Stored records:
* * *

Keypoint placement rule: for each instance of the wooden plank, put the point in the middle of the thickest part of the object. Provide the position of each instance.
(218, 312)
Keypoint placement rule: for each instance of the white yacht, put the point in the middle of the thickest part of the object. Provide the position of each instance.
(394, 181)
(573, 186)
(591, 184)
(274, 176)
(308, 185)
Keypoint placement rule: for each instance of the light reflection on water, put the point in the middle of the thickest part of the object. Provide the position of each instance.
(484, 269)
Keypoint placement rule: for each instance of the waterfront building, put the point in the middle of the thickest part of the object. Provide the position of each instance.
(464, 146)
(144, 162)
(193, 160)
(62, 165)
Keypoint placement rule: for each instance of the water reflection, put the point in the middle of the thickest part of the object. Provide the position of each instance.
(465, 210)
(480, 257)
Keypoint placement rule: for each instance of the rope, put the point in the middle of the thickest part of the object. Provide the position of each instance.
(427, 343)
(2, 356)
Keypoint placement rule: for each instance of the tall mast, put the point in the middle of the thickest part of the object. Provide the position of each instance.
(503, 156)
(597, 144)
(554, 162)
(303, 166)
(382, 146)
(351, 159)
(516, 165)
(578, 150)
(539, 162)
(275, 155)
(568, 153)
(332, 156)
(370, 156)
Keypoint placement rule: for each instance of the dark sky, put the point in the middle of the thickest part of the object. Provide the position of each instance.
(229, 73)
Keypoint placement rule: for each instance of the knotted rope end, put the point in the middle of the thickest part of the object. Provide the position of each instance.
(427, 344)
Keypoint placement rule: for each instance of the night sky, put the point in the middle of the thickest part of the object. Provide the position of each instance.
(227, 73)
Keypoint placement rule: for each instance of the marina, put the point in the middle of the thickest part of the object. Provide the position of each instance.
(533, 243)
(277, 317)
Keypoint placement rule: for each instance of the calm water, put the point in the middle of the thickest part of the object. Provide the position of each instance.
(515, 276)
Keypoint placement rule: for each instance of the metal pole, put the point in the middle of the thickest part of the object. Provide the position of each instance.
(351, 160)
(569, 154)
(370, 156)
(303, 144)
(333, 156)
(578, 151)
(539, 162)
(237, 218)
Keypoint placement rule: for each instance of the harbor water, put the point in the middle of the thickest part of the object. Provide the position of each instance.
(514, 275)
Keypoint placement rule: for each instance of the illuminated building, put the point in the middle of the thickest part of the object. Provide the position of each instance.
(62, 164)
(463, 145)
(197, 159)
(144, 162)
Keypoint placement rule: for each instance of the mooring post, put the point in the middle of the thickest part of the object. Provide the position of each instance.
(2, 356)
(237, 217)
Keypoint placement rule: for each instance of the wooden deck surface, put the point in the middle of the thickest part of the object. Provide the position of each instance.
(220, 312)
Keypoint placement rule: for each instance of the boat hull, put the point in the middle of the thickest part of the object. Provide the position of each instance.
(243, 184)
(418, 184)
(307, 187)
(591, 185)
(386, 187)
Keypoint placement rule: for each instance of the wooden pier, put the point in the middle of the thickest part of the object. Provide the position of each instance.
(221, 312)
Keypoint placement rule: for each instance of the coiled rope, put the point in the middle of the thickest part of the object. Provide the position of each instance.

* * *

Task to complete:
A faithful copy of all the records is required.

Exercise response:
Keypoint placement rule: for each instance of the wooden plank, put the point in the middle of the thickest part of the object. Provide the position of each instance.
(218, 312)
Keypoint placement rule: for each instance of the white yacht, put the point in the middle of the thickest part of the object. Provide the position of each instance.
(394, 181)
(573, 186)
(591, 184)
(274, 176)
(308, 185)
Keypoint placement rule: for each instance of the light reflection on water, put the point in the middle of the thickest part of the object. Provide the position of each instance.
(484, 269)
Keypoint placement rule: for each instance of the waterfront building, put the point in the middle of the thickest part of the object. Provide the position of each instance.
(464, 146)
(144, 162)
(193, 160)
(62, 165)
Keypoint placement rule: for each instance of the water reflection, put the point in the middle of the thickest part of the object. Provide the position of each instance.
(465, 210)
(480, 257)
Keypoint placement rule: for each instance of the rope, put the point in the middle of the thickest part of the object. Provide the position of each instance.
(427, 343)
(2, 356)
Keypoint placement rule: for each instance of the tall mast, put the point in the middle of the thickest part of the object. Provide the position of each instance.
(503, 156)
(597, 144)
(554, 162)
(303, 166)
(382, 146)
(351, 159)
(516, 165)
(578, 150)
(539, 162)
(275, 155)
(568, 153)
(332, 156)
(370, 156)
Keypoint placement rule: for each instance of the dark sky, put the point in the middle of the thickest part of the object. Provide the position of each instance.
(229, 73)
Keypoint placement rule: for each instance of the knotted rope end, put the point in the middle of the thickest part of the object. Provide the position of each instance.
(427, 344)
Keypoint placement rule: for each instance of the night sky, put the point in the middle of the thickest part of the object. Provide the position of each instance.
(227, 73)
Keypoint placement rule: for each instance of the marina, put the point in the middle of the thickest part of the object. Provide the position of each instance.
(533, 243)
(277, 317)
Keypoint placement rule: for each instance of the calm water, put the point in the middle of the thickest part of the object. Provide the position of each instance.
(515, 276)
Keypoint placement rule: for each instance of the metal pole, put the point in the middle of the thickest part of the object. Provide the position of each instance.
(351, 160)
(569, 154)
(370, 156)
(303, 144)
(333, 156)
(578, 151)
(539, 162)
(237, 218)
Keypoint placement rule: for each instance of the harbor water, put the point in the middle of the thickest part of the object. Provide the position of each instance.
(514, 275)
Keypoint placement rule: for each instance of the illuminated building, put the point in the middle of the thickest part of the object. Provide the position of each instance.
(62, 164)
(463, 145)
(197, 159)
(144, 162)
Keypoint placement rule: for each instance of the mooring post, put the point in the middle of the thickest part of the object. Provide the position of each instance.
(2, 356)
(237, 217)
Keypoint placement rule: for each instance of the wooden deck surface, put the point in the middle of the thickest part of the object. Provide the position of each instance.
(220, 312)
Keypoint placement rule: for each instance of the boat hull, put the point in the middle of the thickest part of the object. Provide the position of each instance.
(243, 184)
(418, 184)
(307, 187)
(591, 185)
(386, 187)
Keypoint placement rule: for each instance of the wooden pier, put the point in the middle of the thickest part of the object. Provide the position of each instance.
(221, 312)
Keypoint placement rule: for each instance of the coiled rope, put the point in the middle of the thickest part of the object. Provide the position of each instance.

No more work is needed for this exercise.